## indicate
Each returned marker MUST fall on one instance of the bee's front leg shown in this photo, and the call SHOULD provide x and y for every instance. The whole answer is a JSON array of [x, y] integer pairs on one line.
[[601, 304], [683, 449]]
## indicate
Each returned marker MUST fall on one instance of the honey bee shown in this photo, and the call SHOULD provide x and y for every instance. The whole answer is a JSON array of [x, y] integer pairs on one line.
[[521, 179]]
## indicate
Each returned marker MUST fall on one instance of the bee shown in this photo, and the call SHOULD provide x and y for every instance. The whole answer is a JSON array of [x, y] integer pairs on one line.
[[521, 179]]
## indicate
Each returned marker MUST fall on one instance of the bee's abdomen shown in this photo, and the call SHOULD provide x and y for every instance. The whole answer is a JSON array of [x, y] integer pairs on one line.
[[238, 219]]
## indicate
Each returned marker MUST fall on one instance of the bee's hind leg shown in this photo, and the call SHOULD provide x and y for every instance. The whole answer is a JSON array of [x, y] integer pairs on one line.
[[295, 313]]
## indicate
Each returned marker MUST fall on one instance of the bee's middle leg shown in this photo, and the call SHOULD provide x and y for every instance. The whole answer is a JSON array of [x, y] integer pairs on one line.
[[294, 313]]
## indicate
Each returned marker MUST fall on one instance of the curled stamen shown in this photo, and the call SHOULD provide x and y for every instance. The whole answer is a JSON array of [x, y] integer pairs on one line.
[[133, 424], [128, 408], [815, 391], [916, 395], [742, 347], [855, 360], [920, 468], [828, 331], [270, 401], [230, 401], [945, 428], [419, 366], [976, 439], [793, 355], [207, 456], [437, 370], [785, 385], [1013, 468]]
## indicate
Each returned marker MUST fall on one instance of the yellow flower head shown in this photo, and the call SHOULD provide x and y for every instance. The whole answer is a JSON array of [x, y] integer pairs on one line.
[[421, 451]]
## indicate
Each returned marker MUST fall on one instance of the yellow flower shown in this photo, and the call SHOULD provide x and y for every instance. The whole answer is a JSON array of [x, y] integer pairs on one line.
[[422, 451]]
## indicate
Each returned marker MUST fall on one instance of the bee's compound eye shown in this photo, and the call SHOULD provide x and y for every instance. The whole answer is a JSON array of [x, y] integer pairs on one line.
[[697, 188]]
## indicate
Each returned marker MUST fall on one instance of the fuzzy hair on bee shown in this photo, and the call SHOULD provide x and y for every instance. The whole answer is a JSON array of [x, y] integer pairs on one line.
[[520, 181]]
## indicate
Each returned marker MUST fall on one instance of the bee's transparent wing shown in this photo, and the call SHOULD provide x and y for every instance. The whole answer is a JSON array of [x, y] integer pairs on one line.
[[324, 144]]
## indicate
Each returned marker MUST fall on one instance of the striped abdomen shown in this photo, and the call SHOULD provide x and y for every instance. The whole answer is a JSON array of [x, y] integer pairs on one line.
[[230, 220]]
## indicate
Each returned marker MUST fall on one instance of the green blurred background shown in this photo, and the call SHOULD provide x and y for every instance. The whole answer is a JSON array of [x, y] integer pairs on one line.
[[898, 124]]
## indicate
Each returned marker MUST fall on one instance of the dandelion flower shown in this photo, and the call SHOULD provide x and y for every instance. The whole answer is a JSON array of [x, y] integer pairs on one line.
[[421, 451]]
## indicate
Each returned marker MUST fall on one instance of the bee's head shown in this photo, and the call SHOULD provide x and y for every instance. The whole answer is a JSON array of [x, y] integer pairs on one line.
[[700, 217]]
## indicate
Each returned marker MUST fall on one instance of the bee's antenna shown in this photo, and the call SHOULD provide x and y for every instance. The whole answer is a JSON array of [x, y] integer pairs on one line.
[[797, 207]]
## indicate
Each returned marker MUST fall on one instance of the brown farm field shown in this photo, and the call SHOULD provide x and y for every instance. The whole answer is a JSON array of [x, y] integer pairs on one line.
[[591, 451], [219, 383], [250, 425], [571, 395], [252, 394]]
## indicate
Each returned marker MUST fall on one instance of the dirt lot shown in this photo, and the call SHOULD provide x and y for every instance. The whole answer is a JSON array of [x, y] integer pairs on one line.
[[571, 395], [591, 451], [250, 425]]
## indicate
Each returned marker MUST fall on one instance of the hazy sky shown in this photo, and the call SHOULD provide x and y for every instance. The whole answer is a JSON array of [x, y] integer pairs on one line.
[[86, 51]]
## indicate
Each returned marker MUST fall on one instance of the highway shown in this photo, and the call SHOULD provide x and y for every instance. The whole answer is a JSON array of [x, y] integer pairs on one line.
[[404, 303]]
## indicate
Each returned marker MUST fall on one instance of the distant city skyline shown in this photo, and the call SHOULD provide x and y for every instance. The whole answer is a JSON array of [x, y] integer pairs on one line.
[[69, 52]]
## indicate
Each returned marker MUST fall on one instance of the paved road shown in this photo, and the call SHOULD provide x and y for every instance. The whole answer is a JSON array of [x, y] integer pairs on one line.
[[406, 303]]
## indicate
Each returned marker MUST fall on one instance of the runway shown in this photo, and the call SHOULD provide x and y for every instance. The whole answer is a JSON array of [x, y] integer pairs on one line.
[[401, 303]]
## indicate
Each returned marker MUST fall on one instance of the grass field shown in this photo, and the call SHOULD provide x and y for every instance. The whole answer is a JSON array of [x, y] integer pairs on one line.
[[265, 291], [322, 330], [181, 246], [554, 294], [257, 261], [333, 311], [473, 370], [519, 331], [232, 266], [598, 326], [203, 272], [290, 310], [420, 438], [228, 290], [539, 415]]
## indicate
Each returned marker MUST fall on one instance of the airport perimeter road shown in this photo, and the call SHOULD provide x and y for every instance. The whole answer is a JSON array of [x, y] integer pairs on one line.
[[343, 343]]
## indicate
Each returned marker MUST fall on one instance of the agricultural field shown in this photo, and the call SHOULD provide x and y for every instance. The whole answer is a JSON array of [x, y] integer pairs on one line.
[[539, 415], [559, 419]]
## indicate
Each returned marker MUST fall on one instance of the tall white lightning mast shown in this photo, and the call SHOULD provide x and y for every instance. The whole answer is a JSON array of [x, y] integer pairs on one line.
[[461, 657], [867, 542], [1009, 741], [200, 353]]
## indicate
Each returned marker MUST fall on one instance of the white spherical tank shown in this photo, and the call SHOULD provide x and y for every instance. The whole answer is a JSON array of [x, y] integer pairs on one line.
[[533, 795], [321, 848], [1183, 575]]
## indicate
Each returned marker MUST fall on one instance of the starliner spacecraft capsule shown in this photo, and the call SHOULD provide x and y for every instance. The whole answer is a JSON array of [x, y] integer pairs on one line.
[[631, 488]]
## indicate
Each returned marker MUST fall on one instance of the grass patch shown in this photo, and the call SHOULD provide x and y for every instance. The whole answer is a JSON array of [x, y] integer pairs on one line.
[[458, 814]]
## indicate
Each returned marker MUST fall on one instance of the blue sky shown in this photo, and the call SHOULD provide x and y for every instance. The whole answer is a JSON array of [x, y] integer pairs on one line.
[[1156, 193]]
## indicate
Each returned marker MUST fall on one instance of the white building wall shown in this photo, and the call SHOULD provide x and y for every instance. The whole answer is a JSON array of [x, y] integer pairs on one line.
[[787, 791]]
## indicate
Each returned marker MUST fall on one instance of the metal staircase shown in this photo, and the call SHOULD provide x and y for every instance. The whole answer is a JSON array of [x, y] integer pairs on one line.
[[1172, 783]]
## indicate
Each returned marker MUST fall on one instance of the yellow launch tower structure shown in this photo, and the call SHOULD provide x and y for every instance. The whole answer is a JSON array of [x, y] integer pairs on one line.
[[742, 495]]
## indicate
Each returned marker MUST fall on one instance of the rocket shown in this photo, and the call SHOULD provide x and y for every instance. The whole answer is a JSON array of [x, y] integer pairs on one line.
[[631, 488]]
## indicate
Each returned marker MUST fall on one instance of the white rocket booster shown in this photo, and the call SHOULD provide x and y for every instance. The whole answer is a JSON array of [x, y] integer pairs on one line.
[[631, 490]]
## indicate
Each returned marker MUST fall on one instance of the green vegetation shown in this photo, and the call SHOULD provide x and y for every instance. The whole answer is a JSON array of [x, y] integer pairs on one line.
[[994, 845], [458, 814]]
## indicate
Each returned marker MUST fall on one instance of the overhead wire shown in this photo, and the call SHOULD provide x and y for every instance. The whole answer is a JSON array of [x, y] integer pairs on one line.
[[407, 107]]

------

» **Stated exercise**: Render everything from the first line above down to the line containing "[[294, 313]]" as a JSON list of strings, one string per line, with blank lines left out.

» **Solution to the problem**:
[
  "## indicate",
  "Each returned marker MUST fall on one instance of the bee's front leg shown in this photo, and the call SHOULD provide x and y for every instance. The whole answer is a JSON array of [x, y] integer pairs on one line.",
  "[[601, 304], [683, 449]]",
  "## indicate",
  "Each returned marker MUST fall on one instance of the honey bee shown in this photo, and the call SHOULD provide x and y for every instance. The whole answer is a JSON array of [x, y] integer pairs on one line.",
  "[[521, 179]]",
  "## indicate",
  "Each returned marker MUST fall on one instance of the bee shown in this photo, and the call SHOULD provide x and y for every instance. The whole answer is a JSON array of [x, y] integer pairs on one line.",
  "[[521, 179]]",
  "## indicate",
  "Each returned marker MUST fall on one instance of the bee's abdomen shown in this photo, and the call SHOULD provide x and y for every instance. The whole answer is a JSON array of [x, y] integer pairs on one line.",
  "[[238, 219]]",
  "## indicate",
  "Each returned marker MUST fall on one instance of the bee's hind leg shown in this photo, and the call SHOULD provide x and y for every instance. The whole answer is a JSON array of [x, y] integer pairs on one line.",
  "[[295, 313]]",
  "## indicate",
  "Each returned marker MUST fall on one instance of the bee's middle leg shown in this photo, and the call SHOULD provide x and y for every instance. The whole answer is a JSON array of [x, y] integer pairs on one line.",
  "[[294, 313]]"
]